● Tarefa proposta 1:
Diga se cada afirmação abaixo combina com o relato da viagem de ônibus. Responda sim ou não e cite as palavras exatas do relato que decidem: (a) A viagem foi de Curitiba a Rio Branco. (b) Quem escreve tirou fotos das famílias do MST. (c) A tapera vendia café, pão e margarina por R$0,60.

● Texto escolhido:
+++++
30.05.13

Falta-me o título… Ou: Lembranças de viagem II


Junho de 2006: uma viagem de ônibus de Curitiba a Rio Branco… Um congresso de Geografia iria acontecer na capital acreana e fomos, 39 colegas de curso, 2 motoristas e eu, observando a paisagem que segue nesses quase 3700 km.

As lembranças são muitas daqueles Brasis que ainda não tinha tido a oportunidade de visitar, mas quero me ater a duas:

A primeira, estávamos no ‘meio do nada e de lugar nenhum’, no estado do Mato Grosso onde a nossa companhia de beira de estrada era limitada a grandes propriedades de soja… Por estar nos bancos dianteiros e olhando a estrada por demasiado tempo, em determinado momento pensei ver uma miragem, pois no horizonte surgiam bandeiras vermelhas e algumas pessoas caminhando lentamente. Cerca de segundos depois eles passaram por nós, cerca de 30 famílias (salvo erro) do MST caminhando, reclamando e pedindo terras em meio a tanta que os circundava… Eu não tinha máquina fotográfica na época e aquelas 41 pessoas no ônibus são as únicas que compartilham comigo essa lembrança.

A segunda, também muito especial, também bastante poética na visão da que vos escreve, é de uma tapera… No estado de Rondônia, na beira da estrada, tinha uma tapera… Essa tapera que na beira da estrada vendia um “combo” café+pão assado na hora+margarina por simbólicos R$0,60. No comando do lugar uma senhora que imediatamente me fez pensar em um poema de Cora Coralina que diz assim:

Vive dentro de mim uma cabocla velha de mau-olhado,
acocorada ao pé do borralho, olhando para o fogo.
Benze quebranto.
Bota feitiço…
Ogum. Orixá.
Macumba, terreiro.
Ogã, pai-de-santo…
Vive dentro de mim a lavadeira do Rio Vermelho.
Seu cheiro gostoso d’água e sabão.
Rodilha de pano.
Trouxa de roupa, pedra de anil.
Sua coroa verde de São-Caetano.
Vive dentro de mim a mulher cozinheira.
Pimenta e cebola.
Quitute bem feito.
Panela de barro.
Taipa de lenha.
+++++
● Tarefa proposta 2:
Identifique nos registros abaixo todas as linhas que contêm a palavra "baby" e copie cada uma delas.

● Material fornecido:
+++++
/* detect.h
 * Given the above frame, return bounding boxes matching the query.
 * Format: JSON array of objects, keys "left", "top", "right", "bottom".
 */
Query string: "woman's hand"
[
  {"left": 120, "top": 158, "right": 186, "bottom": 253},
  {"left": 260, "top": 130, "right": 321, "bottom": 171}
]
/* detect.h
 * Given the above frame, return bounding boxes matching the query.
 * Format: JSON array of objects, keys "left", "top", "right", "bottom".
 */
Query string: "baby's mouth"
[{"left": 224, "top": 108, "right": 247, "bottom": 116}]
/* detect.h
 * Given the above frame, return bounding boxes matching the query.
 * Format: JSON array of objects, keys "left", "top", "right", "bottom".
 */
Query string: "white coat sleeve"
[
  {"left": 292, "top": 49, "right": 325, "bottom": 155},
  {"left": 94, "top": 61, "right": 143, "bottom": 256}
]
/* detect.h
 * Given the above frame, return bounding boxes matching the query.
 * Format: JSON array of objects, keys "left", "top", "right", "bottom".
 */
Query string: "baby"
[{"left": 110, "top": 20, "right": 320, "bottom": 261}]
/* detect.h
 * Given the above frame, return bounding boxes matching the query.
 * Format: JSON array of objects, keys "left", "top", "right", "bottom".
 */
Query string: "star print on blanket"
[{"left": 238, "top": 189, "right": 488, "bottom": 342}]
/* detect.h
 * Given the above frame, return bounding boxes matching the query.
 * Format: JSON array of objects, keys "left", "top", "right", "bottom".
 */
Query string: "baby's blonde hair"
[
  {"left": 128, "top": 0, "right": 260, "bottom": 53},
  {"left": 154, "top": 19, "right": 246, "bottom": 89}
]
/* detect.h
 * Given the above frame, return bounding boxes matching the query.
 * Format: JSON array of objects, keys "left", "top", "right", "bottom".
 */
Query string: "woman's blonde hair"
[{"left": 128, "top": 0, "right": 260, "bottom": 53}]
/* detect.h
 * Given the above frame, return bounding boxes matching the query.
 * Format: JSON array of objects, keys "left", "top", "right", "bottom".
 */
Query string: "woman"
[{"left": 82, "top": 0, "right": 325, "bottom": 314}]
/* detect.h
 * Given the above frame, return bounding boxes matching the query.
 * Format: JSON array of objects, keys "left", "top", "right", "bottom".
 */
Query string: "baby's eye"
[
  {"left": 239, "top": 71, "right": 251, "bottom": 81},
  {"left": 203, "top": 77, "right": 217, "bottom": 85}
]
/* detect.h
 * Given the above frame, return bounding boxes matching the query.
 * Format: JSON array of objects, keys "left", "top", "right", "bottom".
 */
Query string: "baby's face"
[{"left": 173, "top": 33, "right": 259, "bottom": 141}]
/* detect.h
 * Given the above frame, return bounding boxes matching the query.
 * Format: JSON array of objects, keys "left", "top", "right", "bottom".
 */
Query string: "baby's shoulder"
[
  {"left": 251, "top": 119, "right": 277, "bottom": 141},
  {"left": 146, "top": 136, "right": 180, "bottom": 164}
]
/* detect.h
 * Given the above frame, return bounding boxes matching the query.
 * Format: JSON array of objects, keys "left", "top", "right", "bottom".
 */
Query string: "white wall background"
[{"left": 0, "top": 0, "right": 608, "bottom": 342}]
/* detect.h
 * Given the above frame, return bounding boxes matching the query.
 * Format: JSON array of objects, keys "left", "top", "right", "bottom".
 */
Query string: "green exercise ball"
+++++
● Resposta da tarefa 1:
(a) Sim: "uma viagem de ônibus de Curitiba a Rio Branco"
(b) Não: "Eu não tinha máquina fotográfica na época"
(c) Sim: "vendia um “combo” café+pão assado na hora+margarina por simbólicos R$0,60"

● Resposta da tarefa 2:
Query string: "baby's mouth"
Query string: "baby"
Query string: "baby's blonde hair"
Query string: "baby's eye"
Query string: "baby's face"
Query string: "baby's shoulder"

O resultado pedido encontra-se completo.